PROBLEM DESCRIPTION:
From the items below, pull out every line that contains the word "hedge".
━━━━━ EXCERPTED DATA
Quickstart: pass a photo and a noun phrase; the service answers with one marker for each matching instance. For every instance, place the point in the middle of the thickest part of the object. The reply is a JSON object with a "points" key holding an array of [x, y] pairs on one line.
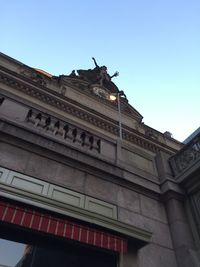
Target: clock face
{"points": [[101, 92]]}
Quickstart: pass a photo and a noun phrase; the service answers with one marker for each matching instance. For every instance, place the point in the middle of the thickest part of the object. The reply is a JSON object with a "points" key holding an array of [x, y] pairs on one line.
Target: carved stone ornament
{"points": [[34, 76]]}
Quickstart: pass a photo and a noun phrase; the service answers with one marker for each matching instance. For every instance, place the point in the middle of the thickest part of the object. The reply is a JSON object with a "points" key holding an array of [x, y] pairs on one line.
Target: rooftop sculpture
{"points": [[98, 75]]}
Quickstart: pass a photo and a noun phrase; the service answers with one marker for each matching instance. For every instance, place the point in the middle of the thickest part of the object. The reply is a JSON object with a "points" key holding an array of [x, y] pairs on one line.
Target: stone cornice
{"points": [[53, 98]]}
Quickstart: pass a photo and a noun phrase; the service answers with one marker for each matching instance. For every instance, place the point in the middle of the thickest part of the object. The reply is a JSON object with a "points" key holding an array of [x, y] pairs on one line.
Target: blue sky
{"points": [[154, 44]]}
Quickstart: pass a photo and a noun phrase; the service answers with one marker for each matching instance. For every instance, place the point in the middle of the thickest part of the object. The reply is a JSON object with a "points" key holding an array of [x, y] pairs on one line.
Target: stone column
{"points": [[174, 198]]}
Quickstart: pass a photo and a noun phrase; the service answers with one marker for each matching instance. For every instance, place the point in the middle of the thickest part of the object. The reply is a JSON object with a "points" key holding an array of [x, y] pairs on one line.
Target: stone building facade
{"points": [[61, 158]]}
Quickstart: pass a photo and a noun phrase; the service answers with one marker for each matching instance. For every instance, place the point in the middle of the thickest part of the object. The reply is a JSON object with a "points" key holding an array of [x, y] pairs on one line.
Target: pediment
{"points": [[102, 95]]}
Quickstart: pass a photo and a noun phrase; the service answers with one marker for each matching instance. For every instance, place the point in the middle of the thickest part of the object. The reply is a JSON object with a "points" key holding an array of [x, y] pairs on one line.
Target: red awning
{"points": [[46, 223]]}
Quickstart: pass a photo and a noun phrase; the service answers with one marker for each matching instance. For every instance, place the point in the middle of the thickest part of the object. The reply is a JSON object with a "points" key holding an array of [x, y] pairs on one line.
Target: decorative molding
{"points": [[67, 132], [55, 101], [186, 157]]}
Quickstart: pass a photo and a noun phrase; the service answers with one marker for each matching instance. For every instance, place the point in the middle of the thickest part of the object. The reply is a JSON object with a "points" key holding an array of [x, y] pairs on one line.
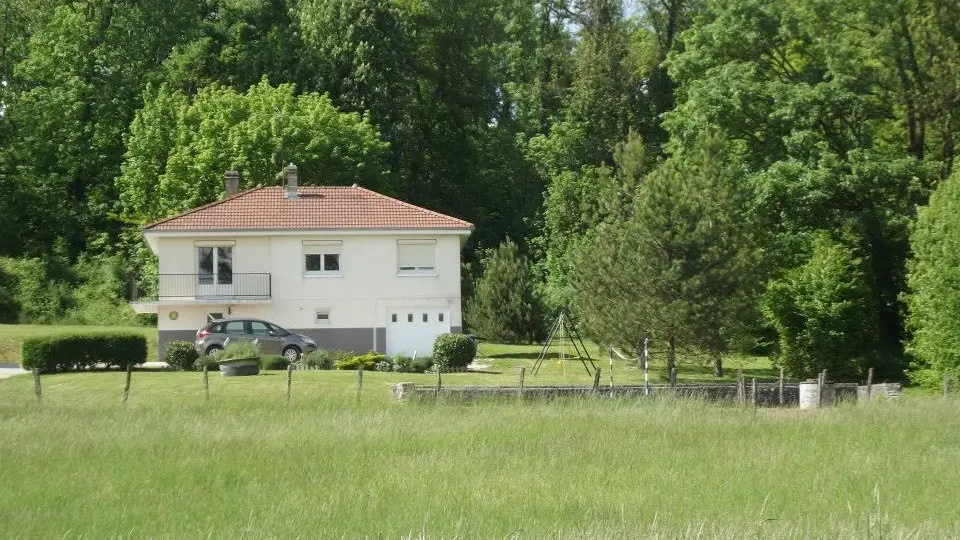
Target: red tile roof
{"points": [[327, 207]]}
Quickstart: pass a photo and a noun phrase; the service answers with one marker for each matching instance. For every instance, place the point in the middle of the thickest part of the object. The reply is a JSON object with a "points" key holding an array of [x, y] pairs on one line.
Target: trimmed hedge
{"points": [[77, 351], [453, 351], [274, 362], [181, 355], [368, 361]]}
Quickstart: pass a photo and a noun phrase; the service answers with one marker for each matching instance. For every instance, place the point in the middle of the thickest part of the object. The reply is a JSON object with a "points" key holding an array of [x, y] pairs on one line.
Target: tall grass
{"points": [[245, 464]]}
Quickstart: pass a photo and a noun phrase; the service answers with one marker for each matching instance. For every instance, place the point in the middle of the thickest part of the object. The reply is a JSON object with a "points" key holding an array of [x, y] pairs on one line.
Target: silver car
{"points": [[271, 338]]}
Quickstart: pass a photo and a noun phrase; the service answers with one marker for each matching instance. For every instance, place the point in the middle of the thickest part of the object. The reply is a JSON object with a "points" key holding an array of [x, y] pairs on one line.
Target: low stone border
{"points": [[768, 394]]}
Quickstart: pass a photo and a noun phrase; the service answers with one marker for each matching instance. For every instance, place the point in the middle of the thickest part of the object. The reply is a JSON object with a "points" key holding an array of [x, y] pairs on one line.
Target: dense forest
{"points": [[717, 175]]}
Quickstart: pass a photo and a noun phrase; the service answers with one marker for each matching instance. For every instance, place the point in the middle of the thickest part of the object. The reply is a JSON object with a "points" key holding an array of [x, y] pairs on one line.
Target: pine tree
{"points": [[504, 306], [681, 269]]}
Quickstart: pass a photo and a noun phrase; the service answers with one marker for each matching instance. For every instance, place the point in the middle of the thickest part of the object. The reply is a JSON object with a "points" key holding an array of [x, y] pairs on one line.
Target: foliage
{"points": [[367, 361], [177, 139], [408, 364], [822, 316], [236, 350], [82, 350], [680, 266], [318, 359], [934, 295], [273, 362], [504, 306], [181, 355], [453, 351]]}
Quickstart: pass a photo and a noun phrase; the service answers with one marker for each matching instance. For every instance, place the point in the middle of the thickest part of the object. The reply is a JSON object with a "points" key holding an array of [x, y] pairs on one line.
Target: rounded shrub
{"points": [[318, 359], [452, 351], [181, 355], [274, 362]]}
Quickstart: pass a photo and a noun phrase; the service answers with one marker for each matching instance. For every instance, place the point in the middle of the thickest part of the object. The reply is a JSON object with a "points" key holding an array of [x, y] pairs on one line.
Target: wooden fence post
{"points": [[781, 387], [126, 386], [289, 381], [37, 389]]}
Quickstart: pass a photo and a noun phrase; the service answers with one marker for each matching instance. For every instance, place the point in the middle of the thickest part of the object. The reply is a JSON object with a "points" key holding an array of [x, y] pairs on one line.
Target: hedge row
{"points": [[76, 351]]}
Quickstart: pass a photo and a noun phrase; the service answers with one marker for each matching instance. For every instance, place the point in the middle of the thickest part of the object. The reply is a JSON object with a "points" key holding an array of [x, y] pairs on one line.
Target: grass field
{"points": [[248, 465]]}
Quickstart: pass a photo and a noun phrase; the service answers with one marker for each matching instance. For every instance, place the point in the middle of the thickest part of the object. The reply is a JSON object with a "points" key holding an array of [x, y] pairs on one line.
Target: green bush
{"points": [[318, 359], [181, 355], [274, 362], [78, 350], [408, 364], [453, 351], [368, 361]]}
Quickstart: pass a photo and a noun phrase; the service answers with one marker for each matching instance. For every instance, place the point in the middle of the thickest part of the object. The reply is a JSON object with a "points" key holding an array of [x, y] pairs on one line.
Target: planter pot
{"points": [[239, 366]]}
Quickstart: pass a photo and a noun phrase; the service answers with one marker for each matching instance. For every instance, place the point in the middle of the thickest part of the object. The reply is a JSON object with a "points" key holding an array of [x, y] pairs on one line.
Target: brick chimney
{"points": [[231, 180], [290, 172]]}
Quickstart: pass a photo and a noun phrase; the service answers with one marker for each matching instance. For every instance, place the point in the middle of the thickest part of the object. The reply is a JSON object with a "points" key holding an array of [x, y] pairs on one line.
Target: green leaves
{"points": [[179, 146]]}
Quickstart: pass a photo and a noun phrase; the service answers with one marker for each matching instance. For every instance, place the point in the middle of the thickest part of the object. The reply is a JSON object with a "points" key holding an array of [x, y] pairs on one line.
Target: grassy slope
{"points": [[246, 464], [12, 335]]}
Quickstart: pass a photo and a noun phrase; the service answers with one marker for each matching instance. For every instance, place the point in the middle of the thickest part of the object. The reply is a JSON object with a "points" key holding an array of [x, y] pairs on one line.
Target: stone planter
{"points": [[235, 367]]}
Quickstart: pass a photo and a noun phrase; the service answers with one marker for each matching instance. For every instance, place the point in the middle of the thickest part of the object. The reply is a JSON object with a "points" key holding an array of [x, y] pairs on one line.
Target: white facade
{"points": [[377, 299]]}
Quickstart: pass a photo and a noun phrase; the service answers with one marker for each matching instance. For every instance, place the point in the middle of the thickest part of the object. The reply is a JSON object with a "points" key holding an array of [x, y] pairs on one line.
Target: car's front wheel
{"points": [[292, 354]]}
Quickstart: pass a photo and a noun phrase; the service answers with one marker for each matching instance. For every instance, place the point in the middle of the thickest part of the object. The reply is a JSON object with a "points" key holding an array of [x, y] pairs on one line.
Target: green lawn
━━━━━━━━━━
EXPECTED ANSWER:
Target: trimmed hedge
Target: hedge row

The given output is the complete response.